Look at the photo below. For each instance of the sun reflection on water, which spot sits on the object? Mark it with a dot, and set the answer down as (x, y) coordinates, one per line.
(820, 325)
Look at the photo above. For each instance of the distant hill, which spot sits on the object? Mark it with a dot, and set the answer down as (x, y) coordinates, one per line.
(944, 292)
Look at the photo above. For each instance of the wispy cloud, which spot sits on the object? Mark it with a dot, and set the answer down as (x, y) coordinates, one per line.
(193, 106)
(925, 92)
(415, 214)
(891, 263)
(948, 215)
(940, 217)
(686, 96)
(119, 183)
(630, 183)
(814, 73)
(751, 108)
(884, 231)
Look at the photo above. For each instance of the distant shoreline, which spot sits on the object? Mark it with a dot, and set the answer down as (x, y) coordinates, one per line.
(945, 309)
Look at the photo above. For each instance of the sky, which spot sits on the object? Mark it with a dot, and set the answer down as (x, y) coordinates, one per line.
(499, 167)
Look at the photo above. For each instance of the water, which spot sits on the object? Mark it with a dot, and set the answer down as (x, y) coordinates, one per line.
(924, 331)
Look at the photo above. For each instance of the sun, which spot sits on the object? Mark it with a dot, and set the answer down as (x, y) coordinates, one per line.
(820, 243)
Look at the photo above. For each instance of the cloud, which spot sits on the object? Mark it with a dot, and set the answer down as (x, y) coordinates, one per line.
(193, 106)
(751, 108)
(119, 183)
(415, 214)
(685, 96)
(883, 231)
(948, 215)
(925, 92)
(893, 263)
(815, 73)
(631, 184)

══════

> SHORT EXERCISE
Revise the items above by replacing "Mark it with a dot" with "Place a single point on it" everywhere it occurs, leaving the rest of the text unchanged.

> SOLUTION TO THE EXERCISE
Look at the photo below. For each instance of the sun reflection on water, which spot sits on the object? Place a single point on it, and set the answer down as (x, y) coordinates, one per line.
(820, 325)
Look at the photo above. For each instance of the distant hill, which spot sits on the object? Place a single point on it, and set the answer down as (x, y) coordinates, one per line.
(944, 292)
Look at the photo above. For each instance of the wispy cloud, which spot sits on the object? Place a single point on it, and set the answer down as (x, y) coordinates, one per line.
(193, 106)
(925, 92)
(415, 214)
(891, 263)
(948, 215)
(940, 217)
(686, 96)
(119, 183)
(630, 183)
(814, 73)
(751, 108)
(884, 231)
Look at the photo above. For each instance of the distant shoreline, which spot sits on the object? Place a single point on it, and set the answer down as (x, y) coordinates, one per line.
(945, 309)
Look at the photo above. For each instance of the sky, which spot sits on the object? Place a single point on it, and set the answer down as (x, y) coordinates, one per line.
(499, 167)
Look at the photo above. For each instance of the water, which spot sits on the object? Place a single point on it, and set the answer down as (x, y) coordinates, one per line.
(924, 331)
Look at the photo above. For each instance of the sun, which spot sits on the object? Place a single point on it, and set the answer down as (x, y) coordinates, one per line.
(820, 243)
Look at the photo above. For each instance of the cloud, which spot sits on the object? Place a single point on it, and set the answer down as (x, y) coordinates, one per line.
(193, 106)
(751, 108)
(119, 183)
(415, 214)
(685, 96)
(883, 231)
(948, 215)
(925, 92)
(893, 263)
(815, 73)
(631, 184)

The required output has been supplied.